> **Görevler**
a. Metindeki “Atılan tüm atıkların geri dönüşümü böylece çok kolay sağlanıyor.” cümlesini İngilizceye çevirin.
b. Aşağıdaki kayıtlarda “below” sözcüğünü içeren satırların hepsini sıralayın; büyük-küçük harf ayrımı dikkate alınmalıdır.

> **Metin**
════════════════════

Sevgili okurlarım merhaba, Antalya sera üretiminde ülkemizde önde gelen illerimizin başını çekiyor. Sera atıklarının geri dönüşümünü yapmak yerine doğayı çevreyi kirletiyoruz. Oysa sera atıklarının geri dönüşümünü yapsak elektrik üretimi ve organik gübre olarak bize geri dönecek. İnsan sağlığına zararlı hormonlu sebze meyve yetiştirmek yerine organik gübreyle sağlıklı sebze meyve yetiştirebiliriz!..
Hollanda’da her evin mavi yeşil ve siyah konteyneri var. Mavi konteynere kağıt atıkları, yeşil konteynere bahçe ve yemek atıkları, siyak konteynere diğer atıklar ve süpermarketlere konulan büyük konteynerlere cam şişeler atılıyor. Atılan tüm atıkların geri dönüşümü böylece çok kolay sağlanıyor. Ülkemiz bu konuda dünya ülkelerinden geri kalmış durumda çevreye cüzdanımıza geri dönecek olan bu uygulamaya belediyelerden başlayarak insanları bilinçli kullanıma yöneltebiliriz!.. 
Antalya Kumluca Belediyesi sera atıklarından biyogaz, organik gübre, sıvı gübre ve biyokömür üretmek için 12 Aralık 2011 yılında çalışma başlatmış. Fakat faaliyete geçirememiş. Belediye Danimarka firmasıyla antlaşmaları sonuçsuz kalmasından yakınıyor. Antalya Valiliği desteğiyle, Batı Akdeniz Kalkınma Ajansı (BAKA) öncülüğünde yapılacak tesisle ilçe genelinde sera atıklarının değerlendirilmesi çevre kirliliğinin önüne geçilmesi planlanıyor. Maalesef böylesine elzem önemli bir konu yarım kalıyor!.. 
Ülkemizin genelindeki diğer sera bölgeleri için örnek olacak 75 milyon TL değerindeki projeyi Türk Danimarka ortaklı inşa edilecek olan projenin protokolü 12 Aralık 2011 tarihinde Antalya Valiliğinde düzenlenen tören eşliğinde imzalanmış. Belediye ekibi tesis adına atık toplama merkezinde düzenleme çalışması yapmış, ama bir türlü neticeye ulaşılamamış!..

════════════════════

[Bir veri kümesinde yer alan kayıtlar]
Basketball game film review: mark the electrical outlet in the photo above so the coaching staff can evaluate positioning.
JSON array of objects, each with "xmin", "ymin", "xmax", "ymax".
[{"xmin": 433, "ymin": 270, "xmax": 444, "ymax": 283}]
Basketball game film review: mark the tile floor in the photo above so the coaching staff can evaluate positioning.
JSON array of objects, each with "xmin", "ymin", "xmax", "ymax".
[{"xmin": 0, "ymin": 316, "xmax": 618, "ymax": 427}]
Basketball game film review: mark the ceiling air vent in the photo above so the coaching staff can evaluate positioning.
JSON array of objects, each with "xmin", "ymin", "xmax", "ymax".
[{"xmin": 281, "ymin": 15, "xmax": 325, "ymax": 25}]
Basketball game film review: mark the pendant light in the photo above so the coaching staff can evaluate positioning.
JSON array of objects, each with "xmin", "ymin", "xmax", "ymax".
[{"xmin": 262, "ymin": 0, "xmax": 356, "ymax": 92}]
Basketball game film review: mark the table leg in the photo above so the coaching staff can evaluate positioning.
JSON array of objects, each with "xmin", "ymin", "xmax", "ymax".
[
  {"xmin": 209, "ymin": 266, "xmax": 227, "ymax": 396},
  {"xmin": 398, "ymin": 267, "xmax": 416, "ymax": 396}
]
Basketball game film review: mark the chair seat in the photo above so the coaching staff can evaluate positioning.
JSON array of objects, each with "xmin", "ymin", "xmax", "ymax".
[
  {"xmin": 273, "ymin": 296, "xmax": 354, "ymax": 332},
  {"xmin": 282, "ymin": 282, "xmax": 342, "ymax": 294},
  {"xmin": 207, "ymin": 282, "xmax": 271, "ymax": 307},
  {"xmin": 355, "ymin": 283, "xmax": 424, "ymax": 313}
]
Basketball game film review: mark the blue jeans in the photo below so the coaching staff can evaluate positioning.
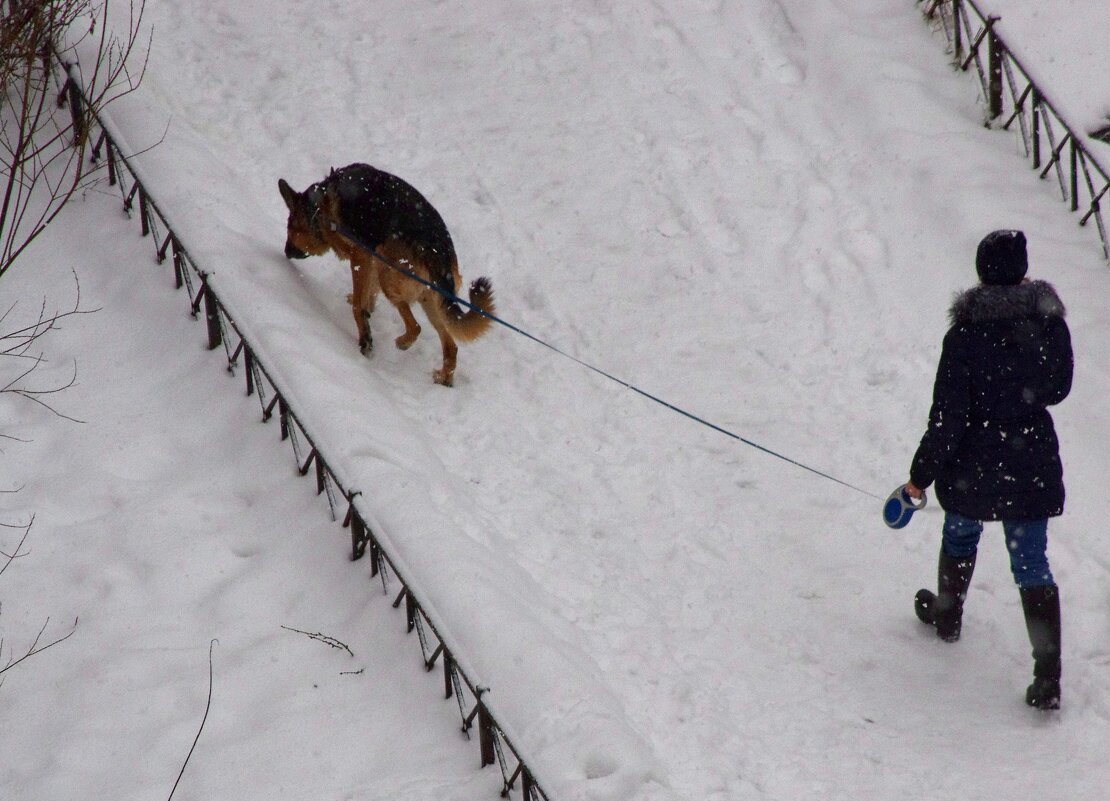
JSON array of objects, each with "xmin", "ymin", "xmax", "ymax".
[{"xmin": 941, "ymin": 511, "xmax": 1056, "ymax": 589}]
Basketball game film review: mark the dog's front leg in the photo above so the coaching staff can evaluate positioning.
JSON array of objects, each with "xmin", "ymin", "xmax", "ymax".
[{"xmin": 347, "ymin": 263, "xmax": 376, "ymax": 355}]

════════════════════

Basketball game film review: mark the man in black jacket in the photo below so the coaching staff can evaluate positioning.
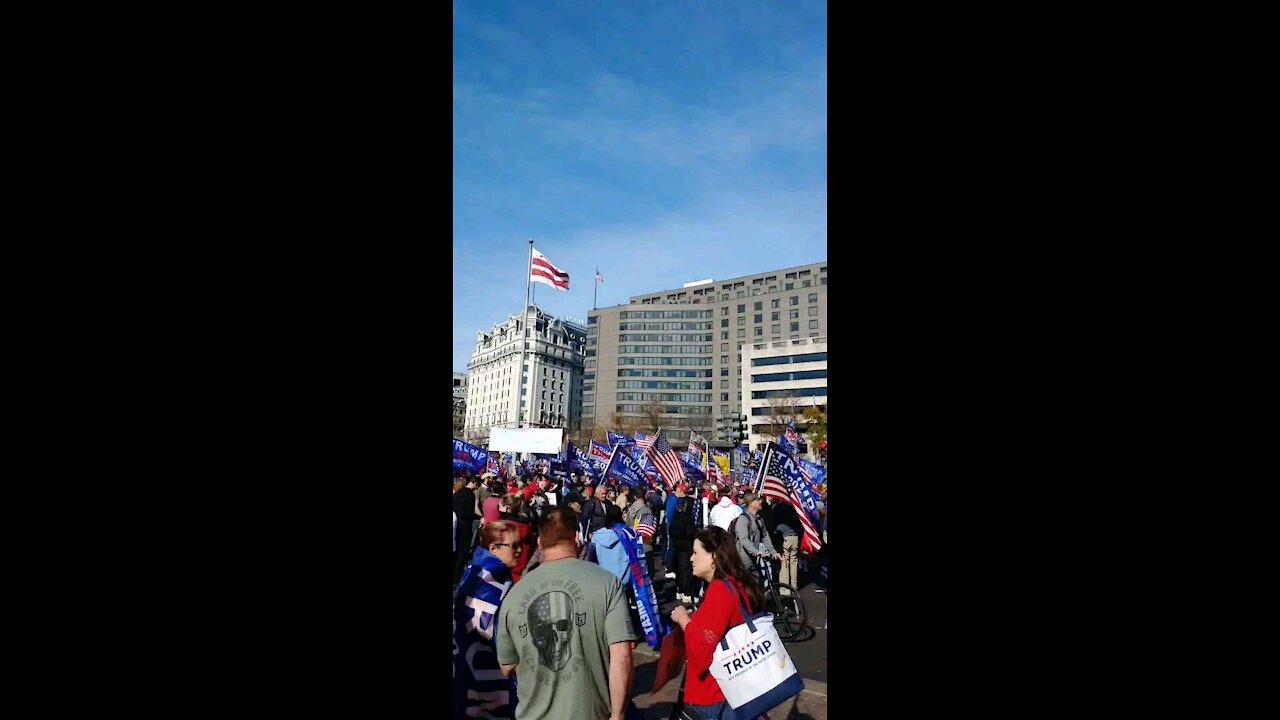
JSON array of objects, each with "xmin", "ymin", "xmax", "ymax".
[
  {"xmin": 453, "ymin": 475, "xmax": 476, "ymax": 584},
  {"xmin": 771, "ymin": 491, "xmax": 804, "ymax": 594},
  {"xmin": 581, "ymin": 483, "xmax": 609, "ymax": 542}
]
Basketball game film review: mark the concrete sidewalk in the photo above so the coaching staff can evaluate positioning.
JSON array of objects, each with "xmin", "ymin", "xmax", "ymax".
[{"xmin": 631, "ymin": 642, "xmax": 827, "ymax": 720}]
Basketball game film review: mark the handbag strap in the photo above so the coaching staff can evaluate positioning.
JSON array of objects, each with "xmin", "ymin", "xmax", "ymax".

════════════════════

> **Çözüm Kümesi**
a. In this way, the recycling of all discarded waste is achieved very easily.

b.
Basketball game film review: mark the blue jeans in the photo below so the coaching staff can evaluate positioning.
Basketball game film review: mark the man in black jacket in the photo below so the coaching staff can evaluate positioning.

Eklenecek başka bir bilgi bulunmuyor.